Start Rows

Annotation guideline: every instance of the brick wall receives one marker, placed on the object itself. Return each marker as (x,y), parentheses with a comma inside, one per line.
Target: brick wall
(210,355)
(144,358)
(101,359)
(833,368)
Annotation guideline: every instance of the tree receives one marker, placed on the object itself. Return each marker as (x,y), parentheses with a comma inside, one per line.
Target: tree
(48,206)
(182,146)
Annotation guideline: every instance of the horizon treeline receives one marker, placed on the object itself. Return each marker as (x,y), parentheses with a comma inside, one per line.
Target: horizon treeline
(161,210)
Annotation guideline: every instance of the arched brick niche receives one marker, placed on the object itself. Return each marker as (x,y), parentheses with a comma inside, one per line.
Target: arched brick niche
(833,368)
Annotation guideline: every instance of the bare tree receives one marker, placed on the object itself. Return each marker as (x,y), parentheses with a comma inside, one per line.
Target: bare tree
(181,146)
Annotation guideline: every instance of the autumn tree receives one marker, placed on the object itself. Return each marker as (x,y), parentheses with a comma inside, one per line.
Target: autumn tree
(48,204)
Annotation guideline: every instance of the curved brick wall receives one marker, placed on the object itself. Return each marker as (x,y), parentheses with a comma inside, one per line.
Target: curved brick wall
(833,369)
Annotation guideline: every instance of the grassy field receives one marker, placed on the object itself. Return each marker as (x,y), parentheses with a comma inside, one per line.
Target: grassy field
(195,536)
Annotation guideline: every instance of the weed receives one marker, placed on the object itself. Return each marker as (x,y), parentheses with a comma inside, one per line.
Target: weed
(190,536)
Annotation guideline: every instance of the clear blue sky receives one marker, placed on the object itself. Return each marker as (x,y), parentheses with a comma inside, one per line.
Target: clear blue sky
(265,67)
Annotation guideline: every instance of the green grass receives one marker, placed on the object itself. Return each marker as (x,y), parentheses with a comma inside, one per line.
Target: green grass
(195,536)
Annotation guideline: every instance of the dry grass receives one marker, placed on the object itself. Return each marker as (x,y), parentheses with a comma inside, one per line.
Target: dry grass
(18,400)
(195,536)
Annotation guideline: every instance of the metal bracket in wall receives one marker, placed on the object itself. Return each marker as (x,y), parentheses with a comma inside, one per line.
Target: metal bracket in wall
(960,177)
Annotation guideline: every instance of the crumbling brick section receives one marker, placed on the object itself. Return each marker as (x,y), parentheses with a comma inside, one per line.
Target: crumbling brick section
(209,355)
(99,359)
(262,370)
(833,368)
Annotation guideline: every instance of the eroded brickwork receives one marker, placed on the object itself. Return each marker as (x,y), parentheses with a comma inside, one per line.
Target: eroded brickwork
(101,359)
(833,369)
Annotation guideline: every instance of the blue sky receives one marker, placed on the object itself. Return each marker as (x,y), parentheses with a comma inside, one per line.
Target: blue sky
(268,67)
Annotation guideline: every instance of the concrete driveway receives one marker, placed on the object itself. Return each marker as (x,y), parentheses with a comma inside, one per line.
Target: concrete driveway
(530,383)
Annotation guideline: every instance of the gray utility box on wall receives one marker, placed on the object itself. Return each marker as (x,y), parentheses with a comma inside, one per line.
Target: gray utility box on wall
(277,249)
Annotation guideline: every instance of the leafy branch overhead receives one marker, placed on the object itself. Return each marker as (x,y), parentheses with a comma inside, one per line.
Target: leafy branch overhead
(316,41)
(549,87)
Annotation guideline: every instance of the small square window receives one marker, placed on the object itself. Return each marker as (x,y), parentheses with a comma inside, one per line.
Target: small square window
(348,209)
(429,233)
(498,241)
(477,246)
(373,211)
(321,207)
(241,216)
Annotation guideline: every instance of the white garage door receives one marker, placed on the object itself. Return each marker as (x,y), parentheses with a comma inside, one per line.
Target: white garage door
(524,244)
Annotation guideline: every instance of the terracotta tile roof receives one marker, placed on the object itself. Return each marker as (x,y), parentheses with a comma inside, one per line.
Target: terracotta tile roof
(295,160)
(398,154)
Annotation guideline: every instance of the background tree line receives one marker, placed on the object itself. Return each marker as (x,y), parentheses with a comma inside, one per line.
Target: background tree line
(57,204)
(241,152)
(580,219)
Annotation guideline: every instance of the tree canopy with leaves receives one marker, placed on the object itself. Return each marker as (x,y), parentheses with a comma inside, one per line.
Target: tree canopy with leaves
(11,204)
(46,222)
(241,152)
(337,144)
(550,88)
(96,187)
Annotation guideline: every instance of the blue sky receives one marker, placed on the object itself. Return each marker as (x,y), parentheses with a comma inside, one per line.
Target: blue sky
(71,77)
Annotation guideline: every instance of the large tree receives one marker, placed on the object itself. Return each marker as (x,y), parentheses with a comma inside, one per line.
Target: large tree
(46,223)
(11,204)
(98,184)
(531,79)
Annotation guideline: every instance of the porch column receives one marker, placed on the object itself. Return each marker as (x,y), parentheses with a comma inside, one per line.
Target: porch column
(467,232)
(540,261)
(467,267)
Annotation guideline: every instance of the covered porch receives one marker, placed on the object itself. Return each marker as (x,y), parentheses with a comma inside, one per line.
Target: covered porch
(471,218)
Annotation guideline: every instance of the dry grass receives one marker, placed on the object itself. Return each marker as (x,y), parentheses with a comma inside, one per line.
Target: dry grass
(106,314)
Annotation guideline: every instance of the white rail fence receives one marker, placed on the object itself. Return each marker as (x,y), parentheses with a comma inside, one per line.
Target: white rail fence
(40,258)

End Rows

Directions: Quote exactly the line containing "Annotation guideline: every instance of the background" and every later line through the end of the listing, and no other lines.

Expected answer:
Annotation guideline: every instance of the background tree line receives one marker, placed on the object itself. Return each marker as (x,y), parentheses with a comma inside, one per line.
Target: background tree line
(57,204)
(241,152)
(580,219)
Annotation guideline: every instance of the tree canopy with leaves receives one marker, placed on the object itself. Return each marker as (x,y), parentheses with a comma inside, one per line.
Target: tree canopy with leaves
(11,204)
(46,222)
(241,152)
(337,144)
(550,88)
(96,187)
Annotation guideline: every instance of the blue sky receives one marker, placed on the object itself. Return each marker as (x,y), parentheses with a comma inside, one per line.
Target: blue sky
(71,77)
Annotation guideline: every instance of the large tree receives one marker, placed on the object itself. Return each marker as (x,y), parentheses with a comma inside, one per line.
Target: large tree
(46,223)
(11,204)
(98,184)
(531,79)
Annotation guideline: every instance of the porch column receives one marker, placed on the object itself. Return each marker as (x,y), parentheses with a comma inside, one per line.
Target: porch column
(467,232)
(540,261)
(467,267)
Annotation guideline: every instance of the covered porch receives one marker, placed on the object itself. Return each marker as (x,y), parentheses with a comma inside, one per line.
Target: covered porch
(471,218)
Annotation guideline: every instance of the dry grass receives one marker, placed on the object itself. Return each marker as (x,y), parentheses with a comma inside, one per line.
Target: dry grass
(106,314)
Annotation guideline: every instance of the white rail fence receives one marker, placed on the object itself. Return each marker as (x,y), parentheses with a comma inside, one per line.
Target: white rail fence
(40,258)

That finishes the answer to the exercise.